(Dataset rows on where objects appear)
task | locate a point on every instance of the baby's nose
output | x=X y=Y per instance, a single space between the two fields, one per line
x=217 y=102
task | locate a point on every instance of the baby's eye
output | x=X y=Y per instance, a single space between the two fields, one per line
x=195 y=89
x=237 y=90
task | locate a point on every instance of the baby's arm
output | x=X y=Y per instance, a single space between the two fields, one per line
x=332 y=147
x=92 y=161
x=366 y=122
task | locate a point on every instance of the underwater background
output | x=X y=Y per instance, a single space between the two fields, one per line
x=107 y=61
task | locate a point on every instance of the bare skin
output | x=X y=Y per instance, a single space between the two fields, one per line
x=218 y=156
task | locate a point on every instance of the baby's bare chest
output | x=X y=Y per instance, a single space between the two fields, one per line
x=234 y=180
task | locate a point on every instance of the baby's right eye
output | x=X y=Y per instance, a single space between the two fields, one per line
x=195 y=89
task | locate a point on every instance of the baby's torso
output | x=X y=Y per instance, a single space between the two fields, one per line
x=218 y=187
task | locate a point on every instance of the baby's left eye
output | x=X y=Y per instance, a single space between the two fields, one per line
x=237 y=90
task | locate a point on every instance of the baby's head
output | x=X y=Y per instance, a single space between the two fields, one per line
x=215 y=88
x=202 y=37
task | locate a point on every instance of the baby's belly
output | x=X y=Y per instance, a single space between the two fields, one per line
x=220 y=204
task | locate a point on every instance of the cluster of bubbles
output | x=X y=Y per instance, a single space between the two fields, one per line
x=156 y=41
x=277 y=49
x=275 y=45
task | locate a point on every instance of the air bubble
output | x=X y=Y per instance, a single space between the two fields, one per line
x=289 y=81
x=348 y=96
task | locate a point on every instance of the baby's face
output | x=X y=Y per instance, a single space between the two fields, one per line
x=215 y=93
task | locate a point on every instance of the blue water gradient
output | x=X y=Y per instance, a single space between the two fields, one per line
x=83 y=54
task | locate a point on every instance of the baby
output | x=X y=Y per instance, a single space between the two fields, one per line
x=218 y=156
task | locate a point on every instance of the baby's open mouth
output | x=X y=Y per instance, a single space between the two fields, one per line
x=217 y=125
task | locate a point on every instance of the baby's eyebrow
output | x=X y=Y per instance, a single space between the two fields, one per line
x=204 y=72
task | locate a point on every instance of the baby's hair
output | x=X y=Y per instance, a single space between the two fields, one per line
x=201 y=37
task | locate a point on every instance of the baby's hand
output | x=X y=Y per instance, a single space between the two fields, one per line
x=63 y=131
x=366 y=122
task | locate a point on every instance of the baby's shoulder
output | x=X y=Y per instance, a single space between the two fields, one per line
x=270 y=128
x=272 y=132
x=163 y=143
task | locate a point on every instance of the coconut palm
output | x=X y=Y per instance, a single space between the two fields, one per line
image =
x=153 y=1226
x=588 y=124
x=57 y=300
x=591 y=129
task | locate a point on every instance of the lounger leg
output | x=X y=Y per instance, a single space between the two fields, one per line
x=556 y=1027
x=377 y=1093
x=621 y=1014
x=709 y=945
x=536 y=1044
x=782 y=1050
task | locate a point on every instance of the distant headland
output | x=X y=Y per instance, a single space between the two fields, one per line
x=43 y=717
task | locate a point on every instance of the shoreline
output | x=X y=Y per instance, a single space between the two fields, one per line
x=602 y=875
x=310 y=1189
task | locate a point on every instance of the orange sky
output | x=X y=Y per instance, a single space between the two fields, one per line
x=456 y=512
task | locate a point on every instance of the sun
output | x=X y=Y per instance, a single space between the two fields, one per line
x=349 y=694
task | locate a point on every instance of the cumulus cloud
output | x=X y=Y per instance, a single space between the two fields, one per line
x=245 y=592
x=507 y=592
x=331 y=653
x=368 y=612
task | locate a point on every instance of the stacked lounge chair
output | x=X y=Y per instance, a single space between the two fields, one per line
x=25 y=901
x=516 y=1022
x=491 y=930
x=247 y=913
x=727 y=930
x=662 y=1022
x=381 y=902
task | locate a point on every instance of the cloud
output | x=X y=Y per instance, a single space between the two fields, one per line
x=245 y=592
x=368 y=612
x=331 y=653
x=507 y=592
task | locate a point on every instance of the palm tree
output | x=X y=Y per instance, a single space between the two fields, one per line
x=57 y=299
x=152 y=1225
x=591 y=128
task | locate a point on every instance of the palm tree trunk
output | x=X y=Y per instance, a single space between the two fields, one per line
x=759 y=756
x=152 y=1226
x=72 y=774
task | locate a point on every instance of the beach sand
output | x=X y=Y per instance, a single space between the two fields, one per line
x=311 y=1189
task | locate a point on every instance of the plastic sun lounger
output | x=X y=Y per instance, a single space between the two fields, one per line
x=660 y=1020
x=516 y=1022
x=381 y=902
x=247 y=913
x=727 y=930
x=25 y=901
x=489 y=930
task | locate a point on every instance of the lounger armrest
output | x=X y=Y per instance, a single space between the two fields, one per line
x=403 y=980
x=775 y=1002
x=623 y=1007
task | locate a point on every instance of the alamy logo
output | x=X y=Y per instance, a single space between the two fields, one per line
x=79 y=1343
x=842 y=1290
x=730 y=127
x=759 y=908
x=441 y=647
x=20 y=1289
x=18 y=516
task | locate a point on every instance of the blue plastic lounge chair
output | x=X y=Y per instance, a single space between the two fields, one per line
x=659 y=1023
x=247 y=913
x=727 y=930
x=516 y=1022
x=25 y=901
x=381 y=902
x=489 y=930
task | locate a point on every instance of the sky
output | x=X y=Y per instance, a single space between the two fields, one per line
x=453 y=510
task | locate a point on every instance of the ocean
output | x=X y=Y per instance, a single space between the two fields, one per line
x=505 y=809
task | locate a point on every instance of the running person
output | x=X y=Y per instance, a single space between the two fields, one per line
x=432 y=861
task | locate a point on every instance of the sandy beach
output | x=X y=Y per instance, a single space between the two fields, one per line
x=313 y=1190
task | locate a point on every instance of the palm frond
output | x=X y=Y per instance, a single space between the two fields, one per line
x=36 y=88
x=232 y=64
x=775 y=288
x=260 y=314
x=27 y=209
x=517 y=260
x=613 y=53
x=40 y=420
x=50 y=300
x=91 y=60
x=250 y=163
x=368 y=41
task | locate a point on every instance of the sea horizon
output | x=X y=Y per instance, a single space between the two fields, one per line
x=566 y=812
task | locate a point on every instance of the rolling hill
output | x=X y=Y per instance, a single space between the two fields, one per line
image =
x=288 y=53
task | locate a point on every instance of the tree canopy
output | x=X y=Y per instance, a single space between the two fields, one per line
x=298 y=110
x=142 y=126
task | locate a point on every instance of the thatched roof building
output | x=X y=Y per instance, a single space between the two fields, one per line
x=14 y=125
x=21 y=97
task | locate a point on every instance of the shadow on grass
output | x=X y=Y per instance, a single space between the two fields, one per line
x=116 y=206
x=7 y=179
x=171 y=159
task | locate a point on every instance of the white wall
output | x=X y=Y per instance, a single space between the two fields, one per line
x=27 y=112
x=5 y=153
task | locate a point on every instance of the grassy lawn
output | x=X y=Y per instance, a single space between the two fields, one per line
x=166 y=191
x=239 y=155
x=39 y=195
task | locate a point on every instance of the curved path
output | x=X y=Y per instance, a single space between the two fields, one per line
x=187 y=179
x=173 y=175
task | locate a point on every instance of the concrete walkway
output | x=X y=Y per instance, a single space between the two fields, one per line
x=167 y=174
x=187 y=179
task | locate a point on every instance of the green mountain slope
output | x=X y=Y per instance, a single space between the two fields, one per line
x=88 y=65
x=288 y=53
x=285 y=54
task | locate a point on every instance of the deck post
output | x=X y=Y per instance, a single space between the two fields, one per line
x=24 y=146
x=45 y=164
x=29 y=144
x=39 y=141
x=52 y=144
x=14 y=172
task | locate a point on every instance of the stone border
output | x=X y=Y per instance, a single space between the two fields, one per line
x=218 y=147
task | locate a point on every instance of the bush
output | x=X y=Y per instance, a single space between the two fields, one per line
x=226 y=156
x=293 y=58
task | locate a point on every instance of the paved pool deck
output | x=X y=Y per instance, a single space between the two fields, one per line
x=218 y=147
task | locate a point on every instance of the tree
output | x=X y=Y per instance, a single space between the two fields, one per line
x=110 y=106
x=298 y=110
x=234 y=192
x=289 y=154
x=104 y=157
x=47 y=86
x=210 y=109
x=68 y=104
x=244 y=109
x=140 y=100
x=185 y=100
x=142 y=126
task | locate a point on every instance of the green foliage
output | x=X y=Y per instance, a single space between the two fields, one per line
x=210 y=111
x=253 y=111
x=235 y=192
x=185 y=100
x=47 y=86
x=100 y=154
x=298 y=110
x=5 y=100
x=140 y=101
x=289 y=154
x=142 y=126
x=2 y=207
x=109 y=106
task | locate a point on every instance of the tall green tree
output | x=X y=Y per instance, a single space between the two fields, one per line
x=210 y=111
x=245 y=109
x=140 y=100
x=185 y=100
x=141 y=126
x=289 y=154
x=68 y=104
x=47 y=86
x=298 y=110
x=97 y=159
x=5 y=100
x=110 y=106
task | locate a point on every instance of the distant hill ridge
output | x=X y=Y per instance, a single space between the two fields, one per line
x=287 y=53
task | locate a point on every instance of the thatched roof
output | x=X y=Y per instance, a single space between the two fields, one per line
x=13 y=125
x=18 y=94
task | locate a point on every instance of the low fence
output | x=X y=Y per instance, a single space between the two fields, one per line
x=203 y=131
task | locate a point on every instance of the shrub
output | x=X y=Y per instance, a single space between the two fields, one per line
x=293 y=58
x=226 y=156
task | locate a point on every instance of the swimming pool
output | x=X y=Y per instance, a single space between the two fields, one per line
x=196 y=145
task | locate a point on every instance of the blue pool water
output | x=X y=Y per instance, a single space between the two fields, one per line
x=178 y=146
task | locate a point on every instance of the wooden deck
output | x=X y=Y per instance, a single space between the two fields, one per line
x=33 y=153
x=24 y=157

PROBLEM:
Copy the lines from the start of the entries up to and including the line with "x=217 y=102", word for word.

ANSWER TO THIS TASK:
task | locate a point on every instance of the baby's nose
output | x=X y=Y per instance, a single space between the two fields, one per line
x=217 y=102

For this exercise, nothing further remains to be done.